SUPPLIED MATERIAL Start Marker

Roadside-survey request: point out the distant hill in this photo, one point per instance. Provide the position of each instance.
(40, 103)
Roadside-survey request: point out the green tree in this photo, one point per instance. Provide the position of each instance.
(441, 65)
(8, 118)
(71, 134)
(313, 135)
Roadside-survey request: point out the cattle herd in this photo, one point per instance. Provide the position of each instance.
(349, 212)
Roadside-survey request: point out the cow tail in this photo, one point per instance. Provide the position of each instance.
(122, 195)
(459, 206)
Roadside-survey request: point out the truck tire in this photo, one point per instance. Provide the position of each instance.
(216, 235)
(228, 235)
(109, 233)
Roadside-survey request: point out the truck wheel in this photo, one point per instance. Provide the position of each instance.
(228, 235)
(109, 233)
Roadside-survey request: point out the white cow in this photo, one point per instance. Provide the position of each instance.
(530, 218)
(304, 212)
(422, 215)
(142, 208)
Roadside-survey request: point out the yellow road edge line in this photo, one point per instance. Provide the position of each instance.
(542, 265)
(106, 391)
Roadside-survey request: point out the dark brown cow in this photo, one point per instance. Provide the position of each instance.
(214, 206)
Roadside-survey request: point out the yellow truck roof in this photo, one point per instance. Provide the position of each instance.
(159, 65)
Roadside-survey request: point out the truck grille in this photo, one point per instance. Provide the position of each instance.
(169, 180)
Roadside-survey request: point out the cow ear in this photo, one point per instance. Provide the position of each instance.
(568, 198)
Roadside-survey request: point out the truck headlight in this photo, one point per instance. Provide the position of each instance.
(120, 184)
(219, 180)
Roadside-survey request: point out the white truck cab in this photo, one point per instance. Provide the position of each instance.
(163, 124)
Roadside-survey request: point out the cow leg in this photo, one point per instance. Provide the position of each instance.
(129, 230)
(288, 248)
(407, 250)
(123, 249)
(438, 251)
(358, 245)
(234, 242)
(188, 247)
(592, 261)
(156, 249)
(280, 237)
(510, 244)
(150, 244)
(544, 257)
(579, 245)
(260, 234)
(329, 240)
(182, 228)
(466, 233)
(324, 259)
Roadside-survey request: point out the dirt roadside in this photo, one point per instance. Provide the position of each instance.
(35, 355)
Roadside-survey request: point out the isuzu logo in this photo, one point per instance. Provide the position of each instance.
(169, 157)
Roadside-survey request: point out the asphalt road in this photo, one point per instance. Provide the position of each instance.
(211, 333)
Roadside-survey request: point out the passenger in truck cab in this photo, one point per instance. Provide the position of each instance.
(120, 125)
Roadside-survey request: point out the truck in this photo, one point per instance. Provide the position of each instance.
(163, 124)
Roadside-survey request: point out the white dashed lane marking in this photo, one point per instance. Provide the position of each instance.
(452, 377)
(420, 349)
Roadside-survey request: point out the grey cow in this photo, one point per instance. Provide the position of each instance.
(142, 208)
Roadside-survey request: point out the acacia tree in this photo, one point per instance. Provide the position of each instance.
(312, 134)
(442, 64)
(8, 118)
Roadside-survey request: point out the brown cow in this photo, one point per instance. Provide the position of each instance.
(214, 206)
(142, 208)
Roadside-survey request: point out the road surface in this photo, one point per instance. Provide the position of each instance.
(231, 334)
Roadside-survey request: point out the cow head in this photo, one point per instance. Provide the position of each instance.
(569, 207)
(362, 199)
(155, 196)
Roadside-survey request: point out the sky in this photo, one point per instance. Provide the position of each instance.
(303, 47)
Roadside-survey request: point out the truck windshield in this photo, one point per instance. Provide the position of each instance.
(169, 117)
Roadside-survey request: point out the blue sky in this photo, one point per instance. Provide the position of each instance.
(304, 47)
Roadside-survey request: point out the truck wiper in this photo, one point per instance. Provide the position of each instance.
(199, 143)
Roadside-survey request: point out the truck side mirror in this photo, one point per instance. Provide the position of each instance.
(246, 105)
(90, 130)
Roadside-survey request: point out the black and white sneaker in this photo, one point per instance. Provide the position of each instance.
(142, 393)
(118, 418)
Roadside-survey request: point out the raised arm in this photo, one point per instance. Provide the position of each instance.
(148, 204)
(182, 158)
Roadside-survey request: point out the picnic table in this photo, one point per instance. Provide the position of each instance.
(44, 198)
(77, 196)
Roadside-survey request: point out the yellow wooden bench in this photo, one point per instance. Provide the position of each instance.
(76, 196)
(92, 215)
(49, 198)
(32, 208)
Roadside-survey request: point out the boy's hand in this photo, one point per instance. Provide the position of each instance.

SUPPLIED MATERIAL End Marker

*EXERCISE DESCRIPTION:* Every record must be output again with its wording unchanged.

*WRITTEN ANSWER:*
Roadside-survey request: point out the distant hill in this photo, one point per instance. Provide the position of each instance.
(40, 103)
Roadside-survey request: point out the green tree in this photo, one point per instance. Provide the position of each instance.
(441, 65)
(8, 118)
(71, 134)
(313, 135)
Roadside-survey request: point out the cattle herd in this photo, one point per instance. Provide the position of each instance.
(349, 212)
Roadside-survey request: point out the cow tail in this photo, one point per instance. Provide the position of each instance.
(122, 195)
(459, 206)
Roadside-survey request: point out the truck tire in this photo, one point per instance. Provide the position of each instance.
(216, 235)
(228, 235)
(109, 233)
Roadside-survey request: point out the truck wheel in this photo, one point per instance. Provide the position of each instance.
(228, 235)
(109, 233)
Roadside-survey request: point out the white cow in this photo, one point per instance. Provide the position of each instance.
(530, 218)
(304, 212)
(422, 215)
(142, 208)
Roadside-survey request: point out the yellow road edge line in this photo, one point per instance. Provide the position of each instance.
(542, 265)
(106, 391)
Roadside-survey request: point out the dark brown cow in this photo, one point per instance. Provide the position of each instance.
(214, 206)
Roadside-survey request: point out the yellow truck roof in this photo, one point per instance. Provide the position of each instance.
(159, 65)
Roadside-survey request: point out the truck grille in this photo, one point per instance. Provide the position of each instance.
(169, 180)
Roadside-survey request: point out the cow ear in this photo, one point per instance. Provide the position of each instance.
(568, 198)
Roadside-survey request: point out the truck headlight in this photo, one point per instance. Provide the position of each instance.
(120, 184)
(219, 180)
Roadside-survey request: point out the white truck cab in this photo, one point per instance. Provide the position of each instance.
(163, 124)
Roadside-survey request: point out the cow leg in this photo, one point per instance. Provide the position of each instance.
(129, 230)
(288, 248)
(407, 250)
(123, 249)
(438, 251)
(358, 245)
(234, 242)
(188, 247)
(592, 261)
(156, 249)
(280, 237)
(510, 244)
(150, 244)
(544, 257)
(579, 245)
(260, 234)
(329, 240)
(182, 228)
(466, 233)
(324, 259)
Roadside-survey request: point out the dirt roadside in this photo, one point per instance. Provide the position of each instance.
(35, 355)
Roadside-survey request: point out the isuzu logo in this photo, one point per instance. Provide the position of each instance.
(169, 157)
Roadside-survey request: point out the asphalt road in this photo, one point per instance. Provide the position of each instance.
(211, 333)
Roadside-survey request: point out the passenger in truck cab in this photo, one point per instance. Provide the position of each instance.
(120, 125)
Roadside-survey request: point out the truck in this photo, one point per instance. Provide the position of each instance.
(163, 124)
Roadside-survey request: point out the white dashed lane marking in this photo, one point per instance. Provide the position of each instance.
(452, 377)
(420, 349)
Roadside-survey request: point out the grey cow in this photo, one point per instance. Provide the position of each instance.
(142, 208)
Roadside-survey request: point out the acacia tree in this photo, one point per instance. Provide the position of each instance.
(312, 134)
(442, 64)
(8, 118)
Roadside-survey request: point out the brown cow in this photo, one point per instance. Provide the position of each instance.
(214, 206)
(142, 208)
Roadside-survey request: point out the road surface in this photo, one point per instance. Provide the position of each instance.
(231, 334)
Roadside-survey request: point out the cow head in this photo, one point per instance. Provide the position of each instance.
(569, 207)
(362, 199)
(155, 196)
Roadside-survey request: point out the sky in this photo, one point per instance. Provide the position of each instance.
(303, 47)
Roadside-survey request: point out the truck windshield in this photo, one point per instance. Provide the position of each instance.
(169, 117)
Roadside-survey request: point out the blue sky in this photo, one point per instance. Provide the position of each instance.
(304, 47)
Roadside-survey request: point out the truck wiper in this photo, one point per instance. Provide the position of each instance.
(199, 143)
Roadside-survey request: point out the truck side mirror in this photo, one point per instance. Provide the position of each instance.
(246, 105)
(90, 130)
Roadside-survey request: point out the black and white sneaker in this photo, one point per instance. Provide the position of each instance.
(142, 393)
(118, 418)
Roadside-survey request: point out the raised arm in this photo, one point per instance. Provide the position of each instance.
(148, 204)
(182, 158)
Roadside-survey request: point out the picnic table in this photo, one point per instance. Provide the position of each instance.
(44, 198)
(77, 196)
Roadside-survey request: point out the yellow wooden bench in this photo, one point per instance. Provide the position of each instance.
(76, 196)
(92, 215)
(49, 198)
(32, 208)
Roadside-survey request: point out the boy's hand in this photo, one point per instance. Provide the position of each instance.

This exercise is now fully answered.